BEGIN Document section

Thursday, October 1, 2009

The Unthinkable

Today, I got the worst.news.ever.

Really.

My car had been making this really pitiful whining noise whenever I turned my wheel lately. It's always been kind of whiny but lately the noise was more intense and accompanied by a gross burnt-rubbery smell whenever I turned the car off, so I knew it was time to bring it down to the shop.

We have pretty much one shop in Williamstown (monopoly?) so I brought it there hoping that it ws something insignificant, like I'd have to replace the power steering fluid. They gave me a call a little while ago to deliver the damage:

I have to get my steering rack replaced. It is going to cost EIGHT HUNDRED DOLLARS.

I literally felt like I was going to cry. In psychology, we learn all this dribble about how people with more money aren't really happier; when people win the lottery they, overall, aren't really happier than anyone else.

I say, that's bullshit. If I won the lottery, I'd be much happier, all the time. Similarly, when I find out I'm losing EIGHT HUNDRED DOLLARS, I fall into a deep depression. I might be shallow. I might be materialistic. But it's not even like I was going to use that money to buy all sorts of meaningless shit or anything. I work really hard for my money (I have three jobs!) and I'm really proud of it; I kind of like just hoarding it up and seeing it and being pleased.

So I thought about it, and I know what I have to do.

I have to sell the boots.

It's the most heartbreaking thing in the whole world, but I DO still need to make some more purchases (like my Express skinny jeans I've been eyeing) to justify even keeping the boots at all and to make them even remotely useful, and I just feel super guilty now.

END Document section
BEGIN Data for the task

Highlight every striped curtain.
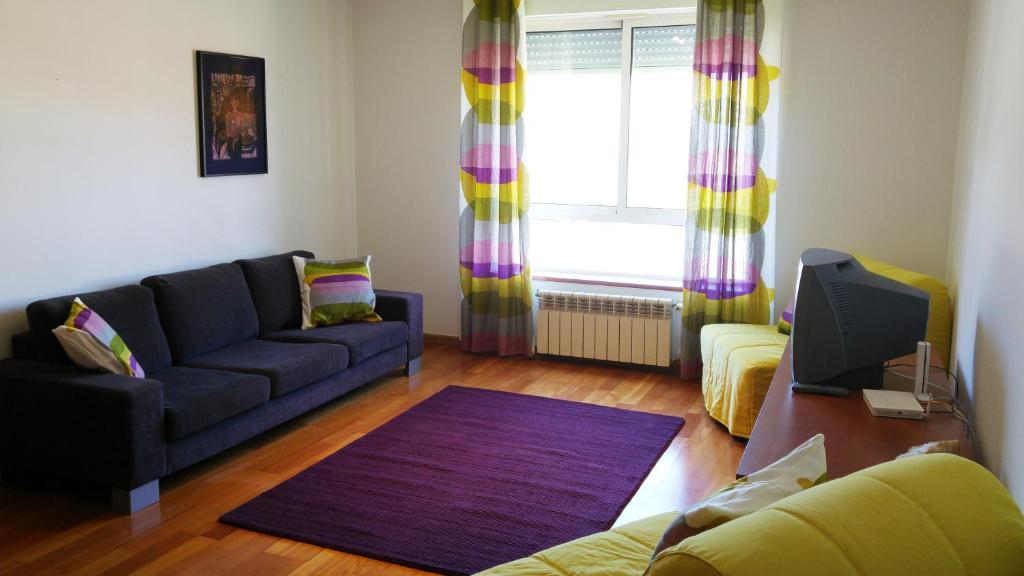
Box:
[459,0,534,356]
[681,0,778,378]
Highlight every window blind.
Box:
[526,29,623,70]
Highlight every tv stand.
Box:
[793,382,850,398]
[736,345,974,479]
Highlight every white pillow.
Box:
[53,326,125,374]
[685,434,827,528]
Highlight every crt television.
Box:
[791,248,929,396]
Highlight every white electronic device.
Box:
[864,389,925,420]
[913,341,932,403]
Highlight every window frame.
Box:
[526,8,696,227]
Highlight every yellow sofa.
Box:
[480,454,1024,576]
[700,255,952,438]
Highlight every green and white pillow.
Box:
[651,434,827,560]
[292,256,381,329]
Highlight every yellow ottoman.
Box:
[700,255,952,438]
[700,324,790,438]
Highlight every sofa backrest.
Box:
[26,285,171,373]
[142,263,259,363]
[234,250,313,336]
[645,454,1024,576]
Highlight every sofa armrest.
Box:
[374,290,423,360]
[0,360,167,490]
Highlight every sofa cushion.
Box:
[145,263,259,364]
[26,285,171,373]
[151,366,270,440]
[234,250,313,337]
[267,321,409,365]
[185,340,348,398]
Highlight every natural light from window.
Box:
[525,19,693,285]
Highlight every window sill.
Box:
[531,272,683,292]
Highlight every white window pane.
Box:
[627,26,694,209]
[526,30,622,206]
[530,218,685,282]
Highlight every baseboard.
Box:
[423,332,462,344]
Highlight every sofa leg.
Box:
[111,480,160,515]
[406,357,423,376]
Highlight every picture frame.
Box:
[196,50,268,177]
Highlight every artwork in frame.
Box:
[196,51,267,176]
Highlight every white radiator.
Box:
[535,290,673,366]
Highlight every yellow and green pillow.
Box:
[53,298,145,378]
[292,256,381,329]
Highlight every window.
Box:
[526,16,694,284]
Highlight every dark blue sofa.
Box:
[0,251,423,512]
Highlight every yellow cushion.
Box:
[647,454,1024,576]
[855,254,953,367]
[700,324,788,438]
[479,512,679,576]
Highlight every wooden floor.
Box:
[0,340,743,576]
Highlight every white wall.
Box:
[0,0,360,357]
[949,0,1024,504]
[775,0,970,310]
[352,0,462,335]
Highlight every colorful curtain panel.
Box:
[681,0,778,378]
[459,0,534,356]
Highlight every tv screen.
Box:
[791,248,929,392]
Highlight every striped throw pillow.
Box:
[53,298,145,378]
[292,256,381,328]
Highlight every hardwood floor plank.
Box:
[0,338,743,576]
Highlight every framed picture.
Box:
[196,51,267,176]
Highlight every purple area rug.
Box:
[220,386,683,574]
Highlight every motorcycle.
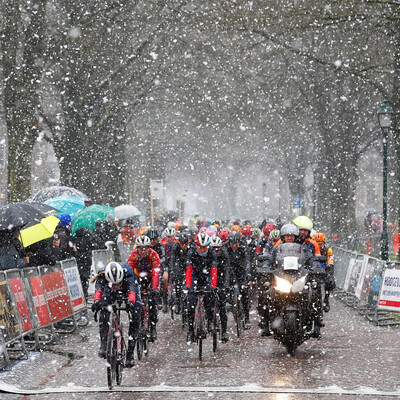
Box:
[257,243,325,355]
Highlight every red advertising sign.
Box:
[42,270,72,322]
[29,276,51,326]
[9,278,33,332]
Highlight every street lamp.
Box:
[378,100,393,261]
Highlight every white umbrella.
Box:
[114,204,140,219]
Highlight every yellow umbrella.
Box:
[20,215,60,247]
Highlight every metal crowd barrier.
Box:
[0,258,87,369]
[333,247,400,325]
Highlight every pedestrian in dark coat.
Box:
[73,228,93,299]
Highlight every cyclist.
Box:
[218,229,230,243]
[160,227,178,313]
[263,229,282,254]
[313,232,336,312]
[210,236,230,343]
[144,228,168,311]
[186,232,218,343]
[92,261,141,368]
[127,235,161,342]
[169,231,191,314]
[225,231,251,329]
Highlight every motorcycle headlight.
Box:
[275,276,292,293]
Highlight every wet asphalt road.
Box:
[0,299,400,400]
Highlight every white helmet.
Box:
[135,235,150,247]
[164,228,176,236]
[210,235,223,247]
[104,261,124,285]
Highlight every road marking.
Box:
[0,382,400,398]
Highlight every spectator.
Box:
[0,229,29,271]
[73,228,93,299]
[53,214,76,261]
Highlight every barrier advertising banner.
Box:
[42,270,72,322]
[0,280,20,343]
[29,276,51,326]
[378,269,400,311]
[61,260,86,313]
[9,278,33,332]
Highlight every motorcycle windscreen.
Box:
[283,257,299,271]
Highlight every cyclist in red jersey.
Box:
[127,235,161,341]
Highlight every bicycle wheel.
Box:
[115,331,126,385]
[106,313,117,389]
[213,300,221,353]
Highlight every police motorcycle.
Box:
[257,243,325,356]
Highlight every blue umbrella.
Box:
[45,196,85,219]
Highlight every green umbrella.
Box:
[72,204,114,235]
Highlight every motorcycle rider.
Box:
[313,232,336,312]
[210,236,230,343]
[225,231,251,329]
[92,261,141,368]
[293,215,321,256]
[258,223,322,338]
[127,235,161,342]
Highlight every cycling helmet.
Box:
[263,223,275,239]
[228,231,242,244]
[281,223,299,238]
[194,232,211,246]
[313,232,326,243]
[210,235,223,247]
[144,228,158,240]
[293,215,313,232]
[135,235,150,247]
[178,232,190,243]
[269,229,281,240]
[242,225,253,237]
[231,225,242,233]
[164,228,176,236]
[218,229,229,243]
[104,261,124,285]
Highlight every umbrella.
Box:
[0,203,46,230]
[114,204,140,219]
[45,195,85,219]
[72,204,114,234]
[20,215,60,247]
[28,202,60,215]
[26,186,90,203]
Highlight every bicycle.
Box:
[94,296,127,390]
[193,290,207,361]
[232,283,245,337]
[167,279,176,320]
[136,290,150,360]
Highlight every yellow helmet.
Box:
[293,215,314,232]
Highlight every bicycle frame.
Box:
[106,298,127,389]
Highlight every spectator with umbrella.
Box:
[0,227,29,271]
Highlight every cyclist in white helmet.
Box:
[92,261,141,368]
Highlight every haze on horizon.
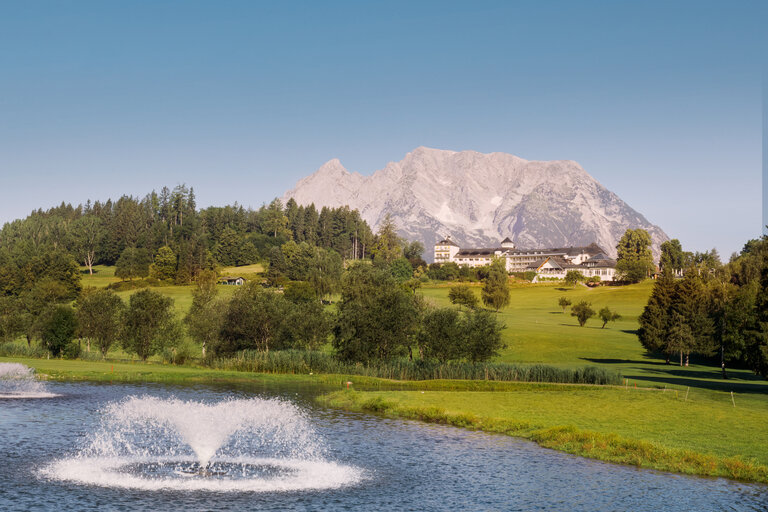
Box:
[0,0,768,259]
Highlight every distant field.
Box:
[80,265,120,288]
[422,280,768,392]
[80,265,242,316]
[76,272,768,392]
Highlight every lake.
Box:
[0,382,768,511]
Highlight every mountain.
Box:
[283,147,668,259]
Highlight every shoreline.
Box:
[6,357,768,484]
[317,390,768,484]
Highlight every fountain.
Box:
[41,396,363,492]
[0,363,58,399]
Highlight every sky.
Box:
[0,0,768,259]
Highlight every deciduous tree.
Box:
[76,288,125,358]
[571,300,595,327]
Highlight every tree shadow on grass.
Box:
[629,371,768,395]
[560,323,605,331]
[579,357,667,366]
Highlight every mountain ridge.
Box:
[283,146,668,258]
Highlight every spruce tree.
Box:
[482,259,509,312]
[637,267,676,363]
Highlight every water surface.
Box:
[0,383,768,511]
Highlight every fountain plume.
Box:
[42,396,362,492]
[0,363,58,399]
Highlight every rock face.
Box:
[283,147,668,259]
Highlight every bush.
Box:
[61,341,80,359]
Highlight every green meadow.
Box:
[52,266,768,482]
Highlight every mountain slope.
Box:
[283,147,668,257]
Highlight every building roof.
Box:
[542,242,605,256]
[454,247,507,258]
[581,252,616,268]
[526,256,579,270]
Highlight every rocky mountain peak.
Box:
[284,146,667,257]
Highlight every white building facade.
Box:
[435,237,616,281]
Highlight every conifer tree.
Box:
[481,259,509,312]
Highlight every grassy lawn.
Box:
[80,265,120,288]
[319,384,768,483]
[61,266,768,482]
[221,263,264,280]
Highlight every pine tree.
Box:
[481,259,509,312]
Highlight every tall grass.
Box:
[0,342,48,358]
[209,350,621,384]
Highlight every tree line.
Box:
[0,185,376,287]
[638,237,768,377]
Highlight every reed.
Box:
[208,350,621,385]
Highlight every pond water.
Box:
[0,383,768,511]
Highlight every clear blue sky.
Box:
[0,0,768,258]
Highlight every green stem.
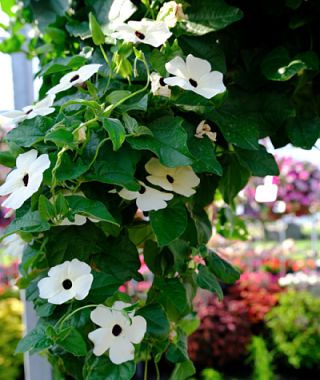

END Data for the task

▸ **Given exercise 1**
Return, unchanged, the part of the records that opens with the line containing "Highlight every sky." and closes with the line containing "[52,266,768,482]", with both of those lines included.
▸ **Given exercise 2**
Take the text about the costly steering rack repair further, starting immediately after its final sentence.

▸ **Exercise response 1**
Highlight every sky.
Box:
[0,0,768,259]
Highlight every deciduous tree.
Box:
[76,288,125,358]
[571,300,595,327]
Highlight every tree shadow on grass.
Box:
[629,371,768,395]
[560,323,605,331]
[579,357,667,366]
Highlight every mountain ridge.
Box:
[283,146,668,258]
Highlight every spruce tree.
Box:
[482,259,509,312]
[637,267,676,363]
Highlight every water surface.
Box:
[0,383,768,511]
Highlight every fountain plume.
Box:
[42,396,362,492]
[0,363,58,399]
Highlight every rock face.
Box:
[283,147,668,259]
Highlight every bush.
Box:
[61,341,80,359]
Highlight every green meadow.
Box:
[52,266,768,482]

▸ **Exercise response 2**
I don't know if I can bring myself to do it, and I've technically already worn them (I mean...I've tried them on....er....), so I'm not sure if I can even do it. But basically the really cute fall I was looking forward to with constant trips to the Apple Barn, and new fall clothes, and celebrating L.'s and my One Year Anniversary with an exorbitantly and unnecessarily extravagant dinner/night of amazingness looks like it might not happen now.

I was going to write about my golf lesson with Drew today, but now I'm too depressed. I will relay one conversation:

(While learning shots with the sand wedge in the sand trap)
Drew: Keep your head down. Keep your head down. Keep your head down.
Me: I think you guys should have to keep your heads down so you can't see how much I suck at this!

2 comments:

  1. Ahhhhh!!! A similar experience happened to me in college and it was AWFUL! Did you try flirting? Or crying? I got $200 knocked off the price of one of my car dramas when I started crying in the shop. JUST DON'T SELL THOSE BEAUTIFUL BOOTS!!

    Good luck!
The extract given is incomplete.